(Region annotation entries)
----

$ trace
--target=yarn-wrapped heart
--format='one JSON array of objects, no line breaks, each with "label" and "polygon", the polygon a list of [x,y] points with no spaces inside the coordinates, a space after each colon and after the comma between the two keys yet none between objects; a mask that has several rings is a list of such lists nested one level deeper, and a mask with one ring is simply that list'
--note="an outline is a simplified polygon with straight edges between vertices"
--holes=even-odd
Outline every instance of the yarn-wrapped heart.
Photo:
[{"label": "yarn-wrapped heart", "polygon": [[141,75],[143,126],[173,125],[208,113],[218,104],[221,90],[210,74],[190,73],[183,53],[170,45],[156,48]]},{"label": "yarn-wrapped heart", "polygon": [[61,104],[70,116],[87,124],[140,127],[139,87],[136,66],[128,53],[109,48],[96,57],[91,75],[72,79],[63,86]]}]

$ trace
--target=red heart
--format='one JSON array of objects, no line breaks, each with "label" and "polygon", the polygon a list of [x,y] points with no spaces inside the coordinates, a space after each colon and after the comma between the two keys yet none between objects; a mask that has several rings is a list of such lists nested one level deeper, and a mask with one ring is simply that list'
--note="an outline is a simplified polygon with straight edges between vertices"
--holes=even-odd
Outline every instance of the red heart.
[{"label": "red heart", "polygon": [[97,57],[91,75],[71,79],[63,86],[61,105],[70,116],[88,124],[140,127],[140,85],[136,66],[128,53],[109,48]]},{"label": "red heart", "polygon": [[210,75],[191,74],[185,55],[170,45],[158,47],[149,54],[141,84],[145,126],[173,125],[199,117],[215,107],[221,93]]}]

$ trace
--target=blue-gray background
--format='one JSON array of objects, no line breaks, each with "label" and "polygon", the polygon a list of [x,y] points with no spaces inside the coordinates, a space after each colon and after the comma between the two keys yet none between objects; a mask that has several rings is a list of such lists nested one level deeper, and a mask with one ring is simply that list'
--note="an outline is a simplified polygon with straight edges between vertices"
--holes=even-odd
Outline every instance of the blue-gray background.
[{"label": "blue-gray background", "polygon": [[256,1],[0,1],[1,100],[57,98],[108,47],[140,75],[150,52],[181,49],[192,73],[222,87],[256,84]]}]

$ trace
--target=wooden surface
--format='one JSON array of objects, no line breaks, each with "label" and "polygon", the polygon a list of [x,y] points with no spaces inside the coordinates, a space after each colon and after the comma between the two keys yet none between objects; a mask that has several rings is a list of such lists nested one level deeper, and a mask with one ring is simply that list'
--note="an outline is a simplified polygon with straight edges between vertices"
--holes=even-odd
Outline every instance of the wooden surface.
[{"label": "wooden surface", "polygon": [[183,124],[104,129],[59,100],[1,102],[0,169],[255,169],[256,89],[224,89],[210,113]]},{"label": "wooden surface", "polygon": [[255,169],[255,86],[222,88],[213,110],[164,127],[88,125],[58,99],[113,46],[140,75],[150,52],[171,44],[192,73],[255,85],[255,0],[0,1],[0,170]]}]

----

Extract each entry in full, exactly as given.

$ trace
--target=yarn-wrapped heart
--format='one JSON array of objects, no line breaks, each with "label" and "polygon", the polygon a list of [x,y] points with no spaces inside the coordinates, a space after each colon and after the comma between the two keys yet none between objects; a mask that has several rings is a list of such lists nested one level deeper, and a mask with one ring is simply that list'
--note="an outline is a simplified polygon with straight edges between vertices"
--holes=even-odd
Outline every instance of the yarn-wrapped heart.
Photo:
[{"label": "yarn-wrapped heart", "polygon": [[141,75],[143,126],[173,125],[208,113],[218,104],[221,90],[210,74],[190,73],[183,53],[170,45],[156,48]]},{"label": "yarn-wrapped heart", "polygon": [[61,104],[70,116],[87,124],[140,127],[139,87],[136,66],[128,53],[109,48],[96,57],[91,75],[72,79],[63,86]]}]

$ trace
--target=red heart
--format='one JSON array of objects, no line breaks, each with "label" and "polygon", the polygon a list of [x,y] points with no spaces inside the coordinates, a space after each colon and after the comma between the two keys yet none between objects; a mask that has several rings is a list of such lists nested one level deeper, and a mask with one ring is simply that list'
--note="an outline is a simplified polygon with straight edges between vertices"
--holes=even-odd
Outline every instance of the red heart.
[{"label": "red heart", "polygon": [[97,57],[91,75],[71,79],[63,86],[61,105],[70,116],[88,124],[140,127],[140,85],[136,66],[128,53],[109,48]]},{"label": "red heart", "polygon": [[210,75],[191,74],[185,55],[170,45],[158,47],[149,54],[141,84],[145,126],[173,125],[199,117],[215,107],[221,93]]}]

$ trace
--target=blue-gray background
--format='one JSON array of objects, no line breaks, each with "label" and "polygon", the polygon a list of [x,y] points with no spaces inside the coordinates, a space after each colon and after the comma between the two keys yet none between objects; a mask that has several rings is a list of such lists nested one level deeper, and a mask with one ring is simply that list'
--note="an outline is a simplified polygon with straight edges between vertices"
--holes=even-odd
Outline every instance of the blue-gray background.
[{"label": "blue-gray background", "polygon": [[256,1],[0,1],[1,100],[57,98],[108,47],[140,75],[150,52],[181,49],[192,73],[222,87],[256,84]]}]

$ trace
--target=wooden surface
--format='one JSON array of objects, no line breaks, each with "label" and "polygon", the polygon a list of [x,y] points with no spaces inside the coordinates, a space after each colon and after the comma between the two keys yet none between objects; a mask that has several rings is a list of such lists nested one level deeper, and a mask with one ring is simply that list'
--note="an outline is a simplified polygon with straight edges between vertices"
--holes=even-odd
Outline every instance of the wooden surface.
[{"label": "wooden surface", "polygon": [[183,124],[104,129],[59,100],[1,102],[0,169],[255,169],[256,89],[224,89],[210,113]]},{"label": "wooden surface", "polygon": [[255,169],[255,86],[222,88],[213,110],[164,127],[88,125],[58,99],[113,46],[140,75],[150,52],[171,44],[192,73],[255,85],[255,0],[0,1],[0,170]]}]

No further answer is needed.